>> BEGIN
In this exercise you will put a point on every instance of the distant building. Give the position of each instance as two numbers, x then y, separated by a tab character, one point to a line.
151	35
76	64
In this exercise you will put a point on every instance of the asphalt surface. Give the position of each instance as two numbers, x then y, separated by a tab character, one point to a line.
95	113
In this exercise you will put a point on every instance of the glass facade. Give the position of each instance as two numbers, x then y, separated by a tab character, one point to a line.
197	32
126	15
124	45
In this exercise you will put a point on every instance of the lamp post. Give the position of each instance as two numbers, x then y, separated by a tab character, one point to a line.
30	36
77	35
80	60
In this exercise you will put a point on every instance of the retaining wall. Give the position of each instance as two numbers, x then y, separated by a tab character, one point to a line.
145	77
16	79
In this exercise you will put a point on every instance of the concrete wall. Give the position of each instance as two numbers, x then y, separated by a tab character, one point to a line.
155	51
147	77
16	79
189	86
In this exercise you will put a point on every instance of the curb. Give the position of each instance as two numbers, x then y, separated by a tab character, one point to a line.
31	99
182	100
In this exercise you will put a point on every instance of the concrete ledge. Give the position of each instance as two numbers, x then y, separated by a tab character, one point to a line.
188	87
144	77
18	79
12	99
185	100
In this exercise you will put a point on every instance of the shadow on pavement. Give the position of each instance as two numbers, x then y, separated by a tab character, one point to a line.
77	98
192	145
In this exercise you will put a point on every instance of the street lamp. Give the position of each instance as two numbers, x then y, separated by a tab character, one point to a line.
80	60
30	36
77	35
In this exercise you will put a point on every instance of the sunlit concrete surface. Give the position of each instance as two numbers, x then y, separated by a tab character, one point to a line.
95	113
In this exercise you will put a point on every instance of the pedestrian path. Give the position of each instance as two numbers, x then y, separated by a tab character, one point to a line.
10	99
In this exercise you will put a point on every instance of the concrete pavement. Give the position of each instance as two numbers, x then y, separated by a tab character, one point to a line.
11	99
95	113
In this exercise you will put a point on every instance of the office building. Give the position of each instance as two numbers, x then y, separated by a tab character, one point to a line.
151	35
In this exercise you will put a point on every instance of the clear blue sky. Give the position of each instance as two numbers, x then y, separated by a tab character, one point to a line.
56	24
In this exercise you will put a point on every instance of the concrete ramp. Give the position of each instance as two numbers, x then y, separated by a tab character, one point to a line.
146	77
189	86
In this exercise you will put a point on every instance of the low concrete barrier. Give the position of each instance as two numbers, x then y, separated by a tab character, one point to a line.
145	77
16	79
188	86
>> END
- Exercise requirements -
Convert all of the records above into a two-column CSV with the header input,output, putting each record's text under input and its answer under output, one row per record. Enclose every field in double quotes and replace any line breaks within a field with spaces.

- Expected output -
input,output
"In this exercise you will put a point on every instance of the distant building. Give the position of each instance as two numbers, x then y, separated by a tab character, one point to a line.","151	35 76	64"
"In this exercise you will put a point on every instance of the asphalt surface. Give the position of each instance as two numbers, x then y, separated by a tab character, one point to a line.","95	113"
"In this exercise you will put a point on every instance of the glass facade. Give the position of each instance as two numbers, x then y, separated by a tab character, one point to a line.","197	32 126	15 124	45"
"In this exercise you will put a point on every instance of the lamp post. Give the position of each instance as two numbers, x then y, separated by a tab character, one point to a line.","30	36 77	35 80	60"
"In this exercise you will put a point on every instance of the retaining wall. Give the position of each instance as two numbers, x then y, separated by a tab character, one point to a line.","145	77 16	79"
"In this exercise you will put a point on every instance of the concrete wall. Give the position of each instance as two numbers, x then y, separated by a tab character, one point to a line.","155	51 147	77 16	79 189	86"
"In this exercise you will put a point on every instance of the curb. Give the position of each instance as two numbers, x then y, separated by a tab character, one point to a line.","31	99 182	100"
"In this exercise you will put a point on every instance of the concrete ledge. Give the position of each instance as two numbers, x then y, separated by a tab character, one point to a line.","188	87 144	77 18	79 12	99 185	100"
"In this exercise you will put a point on every instance of the shadow on pavement. Give the position of each instance as two numbers, x then y, separated by a tab character, one point to a line.","77	98 192	145"
"In this exercise you will put a point on every instance of the street lamp. Give the position of each instance as two numbers, x then y, separated by a tab character, one point to a line.","80	60 30	36 77	35"
"In this exercise you will put a point on every instance of the sunlit concrete surface. Give the position of each instance as two numbers, x then y, separated by a tab character, one point to a line.","95	113"
"In this exercise you will put a point on every instance of the pedestrian path. Give the position of each instance as two numbers, x then y, separated by a tab character, one point to a line.","10	99"
"In this exercise you will put a point on every instance of the concrete pavement. Give the position of each instance as two numbers, x then y, separated by a tab character, one point to a line.","11	99 95	113"
"In this exercise you will put a point on every instance of the office building. Give the position of each instance as two numbers, x then y, separated by a tab character, one point to a line.","151	35"
"In this exercise you will put a point on every instance of the clear blue sky. Give the position of each instance as two numbers, x then y, separated by a tab character, one point to a line.","56	24"
"In this exercise you will put a point on every instance of the concrete ramp. Give the position of each instance as two numbers, x then y, separated by a tab character, one point to a line.","146	77 189	86"
"In this exercise you will put a point on every instance of the low concrete barrier. Give the position of each instance as two numbers, x then y, separated by a tab character, one point to a line.","145	77 16	79 188	86"